- Records for the task -
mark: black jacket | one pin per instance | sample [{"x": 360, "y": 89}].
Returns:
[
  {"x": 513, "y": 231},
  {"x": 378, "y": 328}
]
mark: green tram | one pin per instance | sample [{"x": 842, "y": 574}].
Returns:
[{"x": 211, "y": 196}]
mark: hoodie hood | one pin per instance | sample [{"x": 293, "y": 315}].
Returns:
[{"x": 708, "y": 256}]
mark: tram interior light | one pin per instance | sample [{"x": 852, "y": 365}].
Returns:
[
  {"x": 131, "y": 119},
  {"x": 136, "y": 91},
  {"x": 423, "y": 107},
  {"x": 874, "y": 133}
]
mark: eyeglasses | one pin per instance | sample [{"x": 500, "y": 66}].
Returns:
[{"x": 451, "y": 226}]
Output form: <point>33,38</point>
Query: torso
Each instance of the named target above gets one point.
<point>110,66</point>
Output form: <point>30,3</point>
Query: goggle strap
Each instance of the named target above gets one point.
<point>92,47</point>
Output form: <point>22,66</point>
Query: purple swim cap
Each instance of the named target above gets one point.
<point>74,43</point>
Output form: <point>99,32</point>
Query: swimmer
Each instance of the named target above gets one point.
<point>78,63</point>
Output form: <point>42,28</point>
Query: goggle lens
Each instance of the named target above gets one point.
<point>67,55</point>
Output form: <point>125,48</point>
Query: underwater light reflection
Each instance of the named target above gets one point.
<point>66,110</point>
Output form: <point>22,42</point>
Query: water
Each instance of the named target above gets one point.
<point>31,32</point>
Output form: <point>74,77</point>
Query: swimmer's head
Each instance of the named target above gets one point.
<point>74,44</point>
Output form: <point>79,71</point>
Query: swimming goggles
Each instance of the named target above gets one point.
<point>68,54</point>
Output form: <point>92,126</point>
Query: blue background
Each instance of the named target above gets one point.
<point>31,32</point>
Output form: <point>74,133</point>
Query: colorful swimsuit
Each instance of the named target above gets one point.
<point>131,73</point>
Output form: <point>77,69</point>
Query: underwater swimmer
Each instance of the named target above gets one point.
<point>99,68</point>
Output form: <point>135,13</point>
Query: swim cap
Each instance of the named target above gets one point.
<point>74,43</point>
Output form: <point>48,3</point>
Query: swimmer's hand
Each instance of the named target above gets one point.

- Directions for this task -
Reproduce the full set of records precisely.

- Finished exercise -
mark: black jacket | one pin per instance | sample [{"x": 360, "y": 89}].
Returns:
[
  {"x": 513, "y": 231},
  {"x": 378, "y": 328}
]
mark: green tram | one pin per instance | sample [{"x": 842, "y": 574}].
Returns:
[{"x": 211, "y": 196}]
mark: hoodie hood | one pin per instance | sample [{"x": 293, "y": 315}].
Returns:
[{"x": 708, "y": 256}]
mark: tram interior light | one pin per instance | sample [{"x": 852, "y": 365}].
Returns:
[
  {"x": 131, "y": 119},
  {"x": 136, "y": 91},
  {"x": 423, "y": 107},
  {"x": 874, "y": 133}
]
mark: eyeglasses | one pin per instance | sample [{"x": 500, "y": 66}].
Returns:
[{"x": 451, "y": 226}]
Output form: <point>33,38</point>
Query: torso
Each instance of the named target above gets one point.
<point>110,66</point>
Output form: <point>30,3</point>
Query: goggle strap
Each instance of the named target above gets one point.
<point>92,47</point>
Output form: <point>22,66</point>
Query: purple swim cap
Each instance of the named target above gets one point.
<point>74,43</point>
Output form: <point>99,32</point>
Query: swimmer
Each instance of the named target above gets one point.
<point>78,63</point>
Output form: <point>42,28</point>
Query: goggle lens
Each instance of the named target above gets one point.
<point>67,55</point>
Output form: <point>125,48</point>
Query: underwater light reflection
Each instance of the named target above gets one point.
<point>66,110</point>
Output form: <point>22,42</point>
Query: water
Each instance of the named target above gets one point.
<point>31,32</point>
Output form: <point>74,77</point>
Query: swimmer's head
Each instance of the named target above gets one point.
<point>74,44</point>
Output form: <point>79,71</point>
Query: swimming goggles
Each instance of the named target above gets one point.
<point>68,54</point>
Output form: <point>92,126</point>
Query: blue background
Each instance of the named target above gets one point.
<point>31,32</point>
Output form: <point>74,133</point>
Query: colorful swimsuit
Each instance of the named target above gets one point.
<point>131,73</point>
Output form: <point>77,69</point>
Query: underwater swimmer
Each instance of the named target above gets one point.
<point>99,68</point>
Output form: <point>135,13</point>
Query: swim cap
Each instance of the named target above gets one point.
<point>74,43</point>
Output form: <point>48,3</point>
Query: swimmer's hand
Each instance of the named target above gets one point.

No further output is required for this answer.